● **Passage**:
>>>

Last week, in the early hours of August 14, heavy rains and flooding caused a massive mudslide on the outskirts of Freetown, the capital city of the small west African nation of Sierra Leone. The mudslide buried parts of Regent, a settlement perched on the slopes of Mount Sugar Loaf overlooking Freetown. The mudslide destroyed or severely damaged hundreds of homes and other buildings and killed 499 people. The death toll is certain to rise, however, as some 600 people remain missing. Rescue efforts continue a week after the disaster, but there is little hope of finding anyone alive in the mud and destruction.

The population of Freetown and its outskirts has increased sharply in recent years, and makeshift shantytowns have sprung up in Regent and other areas. As land is cleared for homes, however, the deforestationweakens the soil—particularly on the slopes of Sugar Loaf—greatly increasing the risk of land- and mudslides. Environmental groups have planted many trees, trying to replenish parts of the forest, but they can not keep up with the pace of clearing and unregulated development. Climate change, too, is adding to the problem, as more severe and erratic weather patterns bring unusually heavy rains. This summer has been exceptionally wet in and around Freetown, and floodwaters further destabilized the Sugar Loaf hillsides. Torrential downpours saturated the area in the days preceding the mudslide.

Sierra Leone, Freetown skyline. Credit: © Shutterstock

The port city of Freetown, the capital of Sierra Leone, sits between hills and the Atlantic Ocean. Credit: © Shutterstock

Entire parts of Regent were buried in the mudslide, which sent mucky waters cascading through other settlements and into the streets of Freetown itself. Some 3,000 people have been left homeless by the disaster, another 10,000 people have been evacuated from areas at risk of further mudslides, and the Sierra Leone government is asking thousands more to leave potentially dangerous areas. Survivors face threats from cholera and other waterborne diseases as the many deaths and destruction have tainted the area’s water supplies. International aid is pouring into Freetown, however, providing clean water, food, shelter, and medical supplies.

<<<

● **Available data**:
>>>

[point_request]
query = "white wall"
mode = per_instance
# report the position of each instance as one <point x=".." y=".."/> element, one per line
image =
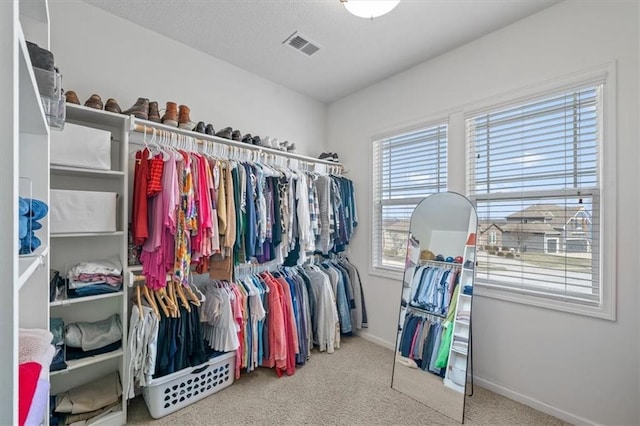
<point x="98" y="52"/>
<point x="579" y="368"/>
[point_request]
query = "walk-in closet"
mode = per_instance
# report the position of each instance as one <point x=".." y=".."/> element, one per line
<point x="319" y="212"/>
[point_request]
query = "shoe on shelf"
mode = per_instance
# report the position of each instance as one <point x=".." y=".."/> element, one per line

<<<
>>>

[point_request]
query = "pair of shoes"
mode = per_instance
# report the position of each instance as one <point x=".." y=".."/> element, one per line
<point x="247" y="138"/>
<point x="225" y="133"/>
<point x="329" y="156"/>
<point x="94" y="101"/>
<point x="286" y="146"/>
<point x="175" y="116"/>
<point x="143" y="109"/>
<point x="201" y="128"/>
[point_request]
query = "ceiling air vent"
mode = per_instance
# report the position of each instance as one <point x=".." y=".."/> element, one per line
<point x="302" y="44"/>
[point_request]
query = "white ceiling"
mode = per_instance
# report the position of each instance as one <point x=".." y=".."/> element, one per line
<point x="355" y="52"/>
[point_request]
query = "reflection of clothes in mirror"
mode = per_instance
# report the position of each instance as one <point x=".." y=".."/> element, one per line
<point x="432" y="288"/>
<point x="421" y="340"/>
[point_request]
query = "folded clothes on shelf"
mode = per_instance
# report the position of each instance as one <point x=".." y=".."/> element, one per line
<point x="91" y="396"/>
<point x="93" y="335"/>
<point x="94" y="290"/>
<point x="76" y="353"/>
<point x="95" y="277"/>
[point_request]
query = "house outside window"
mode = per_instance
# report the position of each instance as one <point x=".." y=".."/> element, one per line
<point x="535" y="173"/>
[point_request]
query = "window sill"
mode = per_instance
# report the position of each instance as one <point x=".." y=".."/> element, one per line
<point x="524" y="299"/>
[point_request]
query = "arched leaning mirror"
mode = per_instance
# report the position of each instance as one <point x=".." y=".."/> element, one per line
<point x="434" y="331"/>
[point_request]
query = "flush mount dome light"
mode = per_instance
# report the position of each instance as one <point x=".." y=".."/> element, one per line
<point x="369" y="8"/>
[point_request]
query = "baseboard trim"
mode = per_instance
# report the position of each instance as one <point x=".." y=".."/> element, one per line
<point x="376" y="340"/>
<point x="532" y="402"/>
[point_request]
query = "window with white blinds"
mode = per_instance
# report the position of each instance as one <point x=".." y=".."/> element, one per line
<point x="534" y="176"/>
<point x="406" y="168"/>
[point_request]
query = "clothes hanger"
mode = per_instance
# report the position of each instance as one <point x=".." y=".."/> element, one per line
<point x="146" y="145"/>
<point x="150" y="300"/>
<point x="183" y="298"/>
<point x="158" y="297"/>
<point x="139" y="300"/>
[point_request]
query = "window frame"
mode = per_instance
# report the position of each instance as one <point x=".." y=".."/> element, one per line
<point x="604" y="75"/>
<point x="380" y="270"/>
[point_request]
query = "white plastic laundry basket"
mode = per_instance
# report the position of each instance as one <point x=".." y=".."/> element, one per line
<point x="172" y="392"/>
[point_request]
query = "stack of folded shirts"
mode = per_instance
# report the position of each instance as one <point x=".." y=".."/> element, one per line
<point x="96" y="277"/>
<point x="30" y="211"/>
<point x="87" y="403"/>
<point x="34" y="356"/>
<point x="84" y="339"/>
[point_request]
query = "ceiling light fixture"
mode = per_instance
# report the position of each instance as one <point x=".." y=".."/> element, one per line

<<<

● **Exercise 1**: Reproduce the part of the passage on the Freetown mudslide from "The port city" up to and including "and medical supplies.".
● **Exercise 2**: Carry on the passage about the Sierra Leone mudslide from the point where it ends.

● **Exercise response 1**:
The port city of Freetown, the capital of Sierra Leone, sits between hills and the Atlantic Ocean. Credit: © Shutterstock

Entire parts of Regent were buried in the mudslide, which sent mucky waters cascading through other settlements and into the streets of Freetown itself. Some 3,000 people have been left homeless by the disaster, another 10,000 people have been evacuated from areas at risk of further mudslides, and the Sierra Leone government is asking thousands more to leave potentially dangerous areas. Survivors face threats from cholera and other waterborne diseases as the many deaths and destruction have tainted the area’s water supplies. International aid is pouring into Freetown, however, providing clean water, food, shelter, and medical supplies.

● **Exercise response 2**:
Further rains have hampered rescue efforts in Regent, and there is a shortage of heavy equipment to dig through and remove the many tons of mud covering homes and streets. The day after the disaster, Sierra Leone President Ernest Bai Koroma declared seven days of mourning as bodies began being retrieved and buried—most of them unidentified—in mass graves at nearby cemeteries. Since then, many survivors have ignored warnings to keep away and returned to the devastation to search for missing family members and retrieve belongings.

On August 16, two days after the disaster in Sierra Leone, a similar mountain mudslide struck the fishing village of Tora on the banks of Lake Albert in the Democratic Republic of the Congo, killing more than 200 people. There, the disaster was also caused by unusually heavy rains and deforestation for the creation of makeshift housing.